[start EXTRACTED ENTRIES]

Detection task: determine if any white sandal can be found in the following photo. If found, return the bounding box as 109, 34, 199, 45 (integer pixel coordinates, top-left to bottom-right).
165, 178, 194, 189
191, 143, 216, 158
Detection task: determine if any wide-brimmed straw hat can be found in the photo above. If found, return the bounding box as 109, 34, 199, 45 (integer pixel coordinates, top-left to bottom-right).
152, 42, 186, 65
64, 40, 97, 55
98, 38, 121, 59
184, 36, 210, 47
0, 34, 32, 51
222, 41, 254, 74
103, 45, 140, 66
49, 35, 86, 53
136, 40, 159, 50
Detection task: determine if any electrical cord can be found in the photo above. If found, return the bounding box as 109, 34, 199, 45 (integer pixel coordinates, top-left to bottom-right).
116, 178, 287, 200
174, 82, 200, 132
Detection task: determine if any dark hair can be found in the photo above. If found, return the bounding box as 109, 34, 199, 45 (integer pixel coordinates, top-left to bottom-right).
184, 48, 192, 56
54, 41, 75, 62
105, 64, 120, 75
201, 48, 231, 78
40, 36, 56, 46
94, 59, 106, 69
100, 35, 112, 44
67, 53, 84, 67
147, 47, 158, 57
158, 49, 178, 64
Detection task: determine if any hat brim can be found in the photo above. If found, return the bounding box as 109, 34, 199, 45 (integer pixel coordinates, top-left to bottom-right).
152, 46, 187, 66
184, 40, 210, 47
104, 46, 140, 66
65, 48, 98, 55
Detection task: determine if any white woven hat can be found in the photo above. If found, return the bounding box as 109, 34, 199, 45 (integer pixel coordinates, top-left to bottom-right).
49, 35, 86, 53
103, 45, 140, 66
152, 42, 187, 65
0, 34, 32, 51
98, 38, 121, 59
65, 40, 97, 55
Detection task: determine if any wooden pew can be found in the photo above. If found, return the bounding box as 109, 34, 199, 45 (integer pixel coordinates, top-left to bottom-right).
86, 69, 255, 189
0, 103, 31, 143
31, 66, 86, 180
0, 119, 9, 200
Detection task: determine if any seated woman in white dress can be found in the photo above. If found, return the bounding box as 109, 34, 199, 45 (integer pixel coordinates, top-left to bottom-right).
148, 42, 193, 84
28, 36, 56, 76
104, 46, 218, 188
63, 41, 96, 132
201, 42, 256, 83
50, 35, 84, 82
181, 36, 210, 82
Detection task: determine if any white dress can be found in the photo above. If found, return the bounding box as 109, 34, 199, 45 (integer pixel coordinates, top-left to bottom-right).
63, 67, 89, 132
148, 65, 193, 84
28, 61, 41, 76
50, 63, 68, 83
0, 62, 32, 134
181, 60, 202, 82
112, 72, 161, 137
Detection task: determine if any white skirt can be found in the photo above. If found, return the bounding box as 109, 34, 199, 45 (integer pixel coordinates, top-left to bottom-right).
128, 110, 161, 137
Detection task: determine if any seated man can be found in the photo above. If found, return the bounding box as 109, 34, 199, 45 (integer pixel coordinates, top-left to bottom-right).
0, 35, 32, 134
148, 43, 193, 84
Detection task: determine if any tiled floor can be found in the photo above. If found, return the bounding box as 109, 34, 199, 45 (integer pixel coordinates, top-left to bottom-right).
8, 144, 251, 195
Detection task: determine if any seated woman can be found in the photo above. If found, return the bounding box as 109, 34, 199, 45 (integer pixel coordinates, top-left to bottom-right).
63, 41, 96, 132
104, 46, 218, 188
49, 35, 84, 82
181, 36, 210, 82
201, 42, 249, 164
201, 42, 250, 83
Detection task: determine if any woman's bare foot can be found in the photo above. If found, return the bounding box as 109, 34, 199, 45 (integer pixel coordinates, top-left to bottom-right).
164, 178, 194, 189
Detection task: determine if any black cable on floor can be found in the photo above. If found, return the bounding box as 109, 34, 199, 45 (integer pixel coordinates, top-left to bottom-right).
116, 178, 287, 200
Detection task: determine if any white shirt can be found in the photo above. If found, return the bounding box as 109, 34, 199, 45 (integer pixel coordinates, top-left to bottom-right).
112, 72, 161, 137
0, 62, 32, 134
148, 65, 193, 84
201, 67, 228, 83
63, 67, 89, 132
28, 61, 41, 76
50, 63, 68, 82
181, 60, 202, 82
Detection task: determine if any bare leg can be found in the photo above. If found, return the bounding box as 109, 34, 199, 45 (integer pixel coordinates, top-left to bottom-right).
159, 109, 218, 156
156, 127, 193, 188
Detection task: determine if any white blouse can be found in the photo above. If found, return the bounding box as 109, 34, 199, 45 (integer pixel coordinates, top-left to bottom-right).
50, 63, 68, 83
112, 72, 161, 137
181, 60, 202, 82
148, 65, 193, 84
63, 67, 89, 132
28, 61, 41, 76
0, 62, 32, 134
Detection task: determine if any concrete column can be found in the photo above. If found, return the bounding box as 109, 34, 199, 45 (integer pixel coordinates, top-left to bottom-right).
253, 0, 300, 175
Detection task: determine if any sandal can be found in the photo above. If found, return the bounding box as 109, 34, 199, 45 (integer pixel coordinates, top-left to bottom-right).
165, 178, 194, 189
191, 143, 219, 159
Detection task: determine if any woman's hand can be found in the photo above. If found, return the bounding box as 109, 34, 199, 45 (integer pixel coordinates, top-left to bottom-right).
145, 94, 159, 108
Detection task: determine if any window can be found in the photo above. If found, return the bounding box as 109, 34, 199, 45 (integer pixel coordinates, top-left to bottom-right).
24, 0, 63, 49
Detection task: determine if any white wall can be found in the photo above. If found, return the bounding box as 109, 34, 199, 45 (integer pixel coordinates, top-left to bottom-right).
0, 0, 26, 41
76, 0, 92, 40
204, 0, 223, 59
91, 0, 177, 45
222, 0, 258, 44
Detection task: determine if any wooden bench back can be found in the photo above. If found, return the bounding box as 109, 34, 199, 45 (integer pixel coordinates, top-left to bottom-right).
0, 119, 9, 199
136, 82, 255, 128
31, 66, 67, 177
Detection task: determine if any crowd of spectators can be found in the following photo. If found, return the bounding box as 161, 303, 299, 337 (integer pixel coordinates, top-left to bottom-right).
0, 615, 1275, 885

[end EXTRACTED ENTRIES]

DIRECTIONS: Convert each line of all the entries above into a Markdown table with two columns, "No." and "Text", numbering the rows in order. Omit blank lines.

WRITTEN ANSWER:
| No. | Text |
|---|---|
| 1 | Detection task: determine if any white sandal can be found in the following photo. If found, return the bounding box as 109, 34, 199, 45 (integer pixel coordinates, top-left to bottom-right). |
| 2 | 165, 178, 194, 189 |
| 3 | 191, 143, 216, 158 |
| 4 | Detection task: determine if any wide-brimmed straw hat can be found in the photo above. If found, return the bounding box as 109, 34, 199, 45 (integer pixel coordinates, top-left to bottom-right). |
| 5 | 152, 42, 186, 65 |
| 6 | 64, 40, 97, 55 |
| 7 | 98, 38, 121, 59 |
| 8 | 184, 36, 210, 47 |
| 9 | 0, 34, 32, 51 |
| 10 | 222, 41, 254, 74 |
| 11 | 103, 45, 140, 66 |
| 12 | 49, 35, 86, 53 |
| 13 | 136, 40, 159, 50 |
| 14 | Detection task: determine if any electrical cord can be found in the photo above. If found, return the bounding box as 109, 34, 199, 45 (integer pixel coordinates, top-left to bottom-right). |
| 15 | 116, 178, 287, 200 |
| 16 | 174, 82, 200, 132 |
| 17 | Detection task: determine if any dark hair can be found in the photo above. If found, return the bounding box as 109, 34, 199, 45 (integer pixel coordinates, top-left to bottom-right). |
| 18 | 184, 48, 192, 56 |
| 19 | 54, 41, 75, 62 |
| 20 | 105, 64, 120, 75 |
| 21 | 201, 48, 231, 78 |
| 22 | 40, 36, 56, 46 |
| 23 | 94, 59, 106, 69 |
| 24 | 100, 35, 112, 44 |
| 25 | 67, 53, 84, 67 |
| 26 | 147, 47, 158, 57 |
| 27 | 158, 49, 178, 64 |
| 28 | Detection task: determine if any hat brim can be found in the photo above. If found, return the bounding box as 109, 34, 199, 45 (integer pixel coordinates, top-left to bottom-right). |
| 29 | 152, 46, 187, 66 |
| 30 | 184, 40, 210, 47 |
| 31 | 104, 46, 140, 66 |
| 32 | 65, 48, 98, 55 |
| 33 | Detection task: determine if any white woven hat can be found in the photo above. If found, return the bounding box as 109, 34, 199, 45 (integer pixel coordinates, top-left to bottom-right). |
| 34 | 49, 35, 86, 53 |
| 35 | 103, 45, 140, 66 |
| 36 | 152, 42, 187, 65 |
| 37 | 0, 34, 32, 51 |
| 38 | 98, 38, 121, 59 |
| 39 | 65, 40, 97, 55 |
| 40 | Detection task: determine if any wooden pew can be found in the photo above. If found, return the bounding box as 109, 34, 199, 45 (integer pixel coordinates, top-left to bottom-right). |
| 41 | 86, 69, 255, 189 |
| 42 | 0, 103, 31, 143 |
| 43 | 31, 66, 86, 180 |
| 44 | 0, 119, 9, 200 |
| 45 | Detection task: determine if any seated woman in white dress can be found in the photo above. If found, return the bounding box as 109, 34, 199, 45 (integer pixel coordinates, top-left to bottom-right). |
| 46 | 148, 42, 193, 84 |
| 47 | 28, 36, 56, 76 |
| 48 | 104, 46, 218, 188 |
| 49 | 63, 41, 96, 132 |
| 50 | 201, 42, 256, 83 |
| 51 | 50, 35, 84, 82 |
| 52 | 181, 36, 210, 82 |
| 53 | Detection task: determine if any white dress can be found in the photo above. If found, return the bounding box as 109, 34, 199, 45 (integer pixel coordinates, top-left to bottom-right). |
| 54 | 63, 67, 89, 132 |
| 55 | 148, 65, 193, 84 |
| 56 | 28, 61, 41, 76 |
| 57 | 50, 63, 68, 83 |
| 58 | 0, 62, 32, 134 |
| 59 | 181, 60, 202, 82 |
| 60 | 112, 72, 161, 137 |
| 61 | Detection task: determine if any white skirt can be found in the photo above. If found, return the bounding box as 109, 34, 199, 45 (integer pixel coordinates, top-left to bottom-right). |
| 62 | 128, 110, 161, 137 |
| 63 | Detection task: determine if any seated man can be found in the photo above. If found, return the bounding box as 109, 34, 199, 45 (integer pixel coordinates, top-left to bottom-right). |
| 64 | 0, 35, 32, 134 |
| 65 | 148, 43, 193, 84 |
| 66 | Detection task: determine if any tiled floor can be found in the photo above. If found, return the bounding box as 109, 34, 199, 45 (integer pixel coordinates, top-left to bottom-right). |
| 67 | 8, 144, 251, 195 |
| 68 | Detection task: determine if any seated woman can be found in the photo above. If found, return the bounding box as 109, 34, 199, 45 (integer pixel coordinates, top-left to bottom-right). |
| 69 | 63, 41, 96, 132 |
| 70 | 104, 46, 218, 188 |
| 71 | 49, 35, 84, 82 |
| 72 | 181, 36, 210, 82 |
| 73 | 201, 42, 249, 164 |
| 74 | 201, 42, 250, 83 |
| 75 | Detection task: determine if any woman's bare foot can be found in the photo above. If found, return the bounding box as 109, 34, 199, 45 (integer pixel coordinates, top-left to bottom-right). |
| 76 | 164, 178, 194, 189 |
| 77 | Detection task: determine if any black cable on floor can be found in the photo above. If found, return the bounding box as 109, 34, 199, 45 (integer pixel coordinates, top-left to bottom-right). |
| 78 | 116, 178, 287, 200 |
| 79 | Detection task: determine if any white shirt can be found in the photo above. If found, return the bounding box as 109, 34, 199, 45 (integer pixel coordinates, top-left to bottom-right). |
| 80 | 112, 72, 161, 137 |
| 81 | 0, 62, 32, 134 |
| 82 | 148, 65, 193, 84 |
| 83 | 201, 67, 228, 83 |
| 84 | 63, 67, 89, 132 |
| 85 | 28, 61, 41, 76 |
| 86 | 50, 63, 68, 82 |
| 87 | 181, 60, 202, 82 |
| 88 | Detection task: determine if any bare leg can be found in the photo above. If found, return the bounding box as 109, 34, 199, 45 (integer pixel coordinates, top-left to bottom-right). |
| 89 | 159, 109, 218, 156 |
| 90 | 156, 127, 193, 188 |
| 91 | Detection task: determine if any white blouse can be found in the photo above. If found, return the bounding box as 109, 34, 199, 45 (integer pixel coordinates, top-left to bottom-right). |
| 92 | 50, 63, 68, 83 |
| 93 | 112, 72, 161, 137 |
| 94 | 181, 60, 202, 82 |
| 95 | 148, 65, 193, 84 |
| 96 | 63, 67, 89, 132 |
| 97 | 28, 61, 41, 76 |
| 98 | 0, 62, 32, 134 |
| 99 | Detection task: determine if any concrete column can be found in the photo above. If found, return the bounding box as 109, 34, 199, 45 (integer pixel coordinates, top-left to bottom-right). |
| 100 | 253, 0, 300, 175 |
| 101 | Detection task: determine if any sandal can be found in the photo above. If found, return the bounding box as 109, 34, 199, 45 (integer pixel coordinates, top-left to bottom-right). |
| 102 | 165, 178, 194, 189 |
| 103 | 191, 143, 219, 159 |
| 104 | Detection task: determine if any woman's hand can be found in the photo above. If found, return the bounding box as 109, 34, 199, 45 (integer pixel coordinates, top-left to bottom-right). |
| 105 | 145, 94, 159, 108 |
| 106 | Detection task: determine if any window can be found in the photo above. If found, return the bounding box as 109, 34, 199, 45 (integer pixel coordinates, top-left to bottom-right). |
| 107 | 24, 0, 63, 49 |
| 108 | Detection task: determine if any white wall can be found in the photo above. If found, return the bounding box as 109, 34, 199, 45 (integer pixel coordinates, top-left to bottom-right). |
| 109 | 0, 0, 26, 41 |
| 110 | 76, 0, 92, 40 |
| 111 | 204, 0, 223, 59 |
| 112 | 91, 0, 177, 45 |
| 113 | 222, 0, 258, 44 |
| 114 | Detection task: determine if any wooden bench back can be found in the photo above. If found, return the bounding box as 109, 34, 199, 45 (integer pixel coordinates, top-left to bottom-right). |
| 115 | 0, 119, 9, 199 |
| 116 | 136, 82, 255, 128 |
| 117 | 31, 66, 67, 177 |
| 118 | Detection task: determine if any crowd of spectators can be found in the following photo. If found, return the bounding box as 161, 303, 299, 337 (integer pixel coordinates, top-left to bottom-right). |
| 119 | 0, 615, 1275, 885 |